Start SOURCE EXCERPT

Hash functions and why we use them

A hash function accepts an arbitrary sequence of bits, such as a string or file, and outputs a corresponding sequence of bits of fixed size. This output is known as the “hash” of the input.

Why is this helpful? If you can work on fixed-length strings instead of files, you can compare files extremely quickly without having to read the whole file each time. Hashes are typically small compared to their input counterparts, and therefore less expensive to store or keep in memory.

Because many hash functions are very fast at computing hashes, they are used in a large number of algorithms and data structures. In hash tables and caches, the hash function maps inputs to table indices to yield constant-time look-up and equality comparison of entries.

Hash function collisions

When different inputs to a hash function produce the same hash, this is called a collision.

As a trivial example, consider the following hash function:

// Return true if input has an odd number of characters, else false
boolean hash(string input) {
  return length(input) % 2 == 1;
}

This hash has the set of all strings as its input set, and the set of boolean values as its output set. Clearly, we will have collisions, even if we only receive three inputs. In general, any hash function that has fewer possible outputs than inputs will have collisions.

Approaches for handling collisions

Approach 1: Map hashes to linked lists of values

If our algorithm doesn’t need to assume that hashes correspond to single values, we can map each hash to a linked list of values instead. This is a fairly common approach and is easy to implement, but doesn’t work when we need a one-to-one mapping between data and hashes.

Approach 2: Check for collisions and manage them

If we require values to have unique hashes, we’ll have to check additional properties of our input. For example, we might check a file’s name and size as well as its hash. This doesn’t guarantee equality, but makes us less likely to accidentally overwrite or access the wrong file.

We can then check for collisions before adding files, and either prevent a collision from entering the system, or update our hash function to use a larger hash space and update all of our hashes.

End SOURCE EXCERPT
Start ROWS

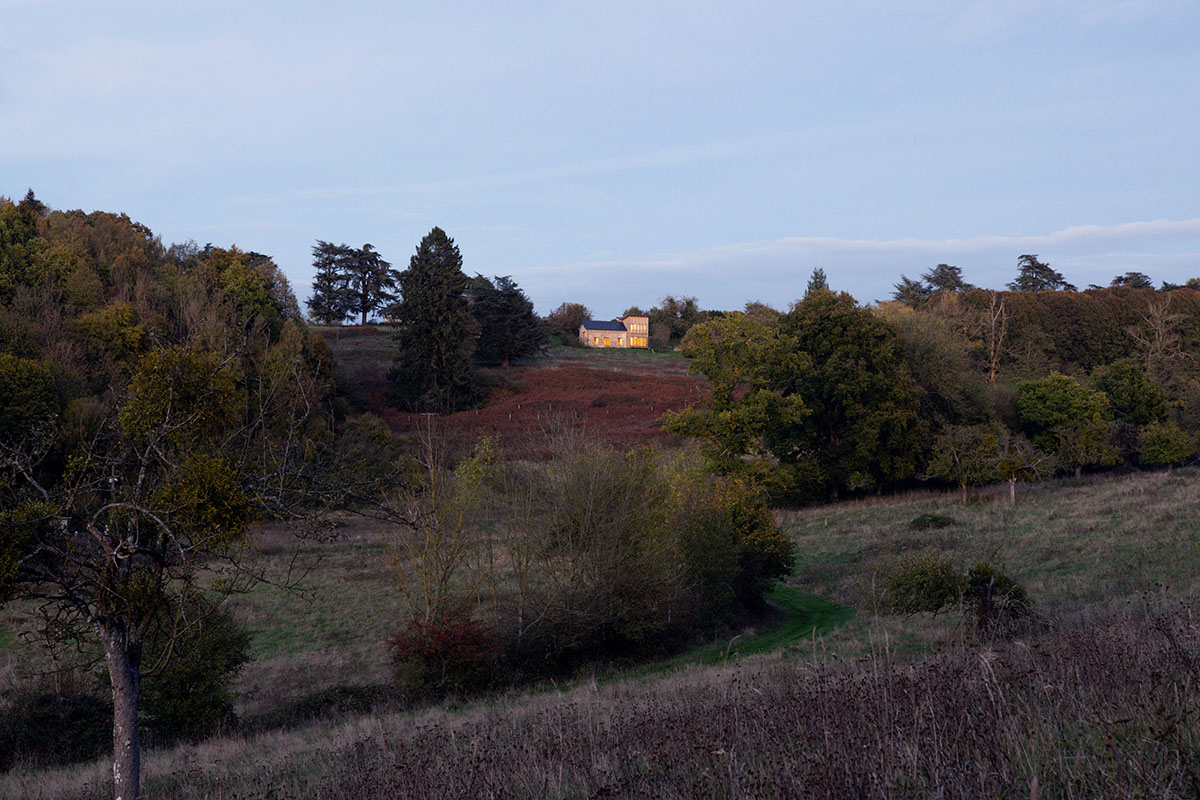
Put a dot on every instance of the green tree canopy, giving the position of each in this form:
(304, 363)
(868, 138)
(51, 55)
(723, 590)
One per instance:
(946, 277)
(508, 328)
(565, 319)
(1132, 395)
(435, 332)
(966, 455)
(352, 280)
(1163, 443)
(1037, 276)
(817, 282)
(1057, 401)
(863, 428)
(823, 394)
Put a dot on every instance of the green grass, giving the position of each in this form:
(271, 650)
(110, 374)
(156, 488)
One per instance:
(805, 617)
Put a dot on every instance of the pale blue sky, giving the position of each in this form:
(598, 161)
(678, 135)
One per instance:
(612, 152)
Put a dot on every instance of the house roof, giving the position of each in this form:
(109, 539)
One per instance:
(603, 325)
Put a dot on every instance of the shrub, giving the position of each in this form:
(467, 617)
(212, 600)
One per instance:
(1164, 443)
(997, 603)
(451, 654)
(930, 521)
(46, 728)
(192, 661)
(919, 583)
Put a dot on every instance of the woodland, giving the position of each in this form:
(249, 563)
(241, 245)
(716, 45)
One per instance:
(165, 410)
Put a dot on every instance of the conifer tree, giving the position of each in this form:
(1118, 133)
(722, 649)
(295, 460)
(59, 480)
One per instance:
(349, 281)
(1038, 276)
(508, 328)
(436, 332)
(329, 302)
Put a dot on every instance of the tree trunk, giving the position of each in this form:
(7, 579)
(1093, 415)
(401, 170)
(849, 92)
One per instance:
(123, 671)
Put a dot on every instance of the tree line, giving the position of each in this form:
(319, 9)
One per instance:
(966, 386)
(445, 323)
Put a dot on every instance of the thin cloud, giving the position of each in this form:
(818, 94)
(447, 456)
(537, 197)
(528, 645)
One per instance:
(777, 271)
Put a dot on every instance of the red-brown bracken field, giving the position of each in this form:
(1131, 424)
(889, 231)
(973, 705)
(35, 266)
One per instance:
(1097, 697)
(613, 395)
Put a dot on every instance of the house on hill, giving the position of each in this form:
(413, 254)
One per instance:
(631, 331)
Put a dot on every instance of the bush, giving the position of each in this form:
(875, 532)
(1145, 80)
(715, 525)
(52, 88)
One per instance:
(46, 728)
(919, 583)
(997, 605)
(930, 521)
(450, 655)
(192, 661)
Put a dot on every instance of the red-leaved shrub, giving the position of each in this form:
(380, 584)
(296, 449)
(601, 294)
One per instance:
(450, 654)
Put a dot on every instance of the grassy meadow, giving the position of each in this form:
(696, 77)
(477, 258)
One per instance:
(831, 701)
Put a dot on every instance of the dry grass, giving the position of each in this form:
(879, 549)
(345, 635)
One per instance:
(1104, 704)
(1104, 711)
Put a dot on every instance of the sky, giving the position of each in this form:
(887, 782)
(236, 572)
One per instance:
(613, 152)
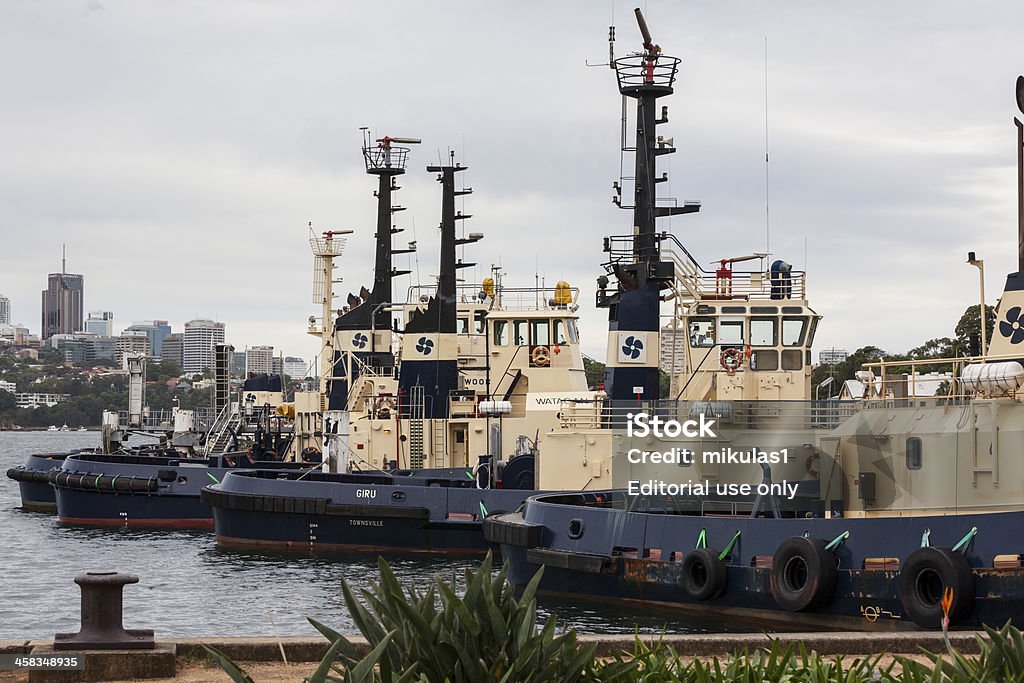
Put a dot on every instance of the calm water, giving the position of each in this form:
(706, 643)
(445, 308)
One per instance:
(188, 587)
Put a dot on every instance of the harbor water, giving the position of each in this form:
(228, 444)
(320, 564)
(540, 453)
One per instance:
(188, 587)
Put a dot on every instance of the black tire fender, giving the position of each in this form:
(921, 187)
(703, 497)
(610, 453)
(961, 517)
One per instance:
(704, 575)
(923, 580)
(803, 573)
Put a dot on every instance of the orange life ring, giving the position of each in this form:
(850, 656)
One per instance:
(809, 464)
(731, 359)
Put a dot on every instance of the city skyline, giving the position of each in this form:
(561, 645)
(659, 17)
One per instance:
(890, 159)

End ROWS

SET EXERCISE 1
According to the hash functions article, which file properties besides its hash might be checked to manage collisions?
SET EXERCISE 2
Resume the hash functions article, picking up right after its final sentence.
The data has no connection to the hash functions article.

EXERCISE RESPONSE 1
The file's name and size.

EXERCISE RESPONSE 2
Approach 3: Don’t handle collisions

If we don’t do anything to handle collisions, then we’ll simply end up mapping multiple data entries to the same hash value, which can have the following side effects:

  • Overwriting data unintentionally
  • Passing the wrong data to users
  • Mistaken identity, which may result in unauthorized access to resources
  • Unexpected logical errors in code – Eg. SVN repositories have been corrupted by passing in two files with the same hash

Some applications don’t need to worry about collisions because collisions don’t exist for the range of inputs they handle. Not all applications can take this for granted.

Properties of good hash functions

  • Deterministic: A given input should always produce the same output. This is required by almost all algorithms that use hash functions.
  • Uniform: Every possible hash should have a similar probability of being produced for a random input. This isn’t strictly necessary, but reduces clustering of collisions.
  • Appropriate range: A hash function should have a large enough hash space to handle all the unique inputs the application will receive.

Properties of good look-up hash functions

Hash functions that are used to search for data have a couple additional requirements.

  • Efficient: Look-up hash functions must be consistently fast, and may be required to use minimal resources depending on the task.
  • Translate well to data addresses: Some algorithms use hashes directly as table indices.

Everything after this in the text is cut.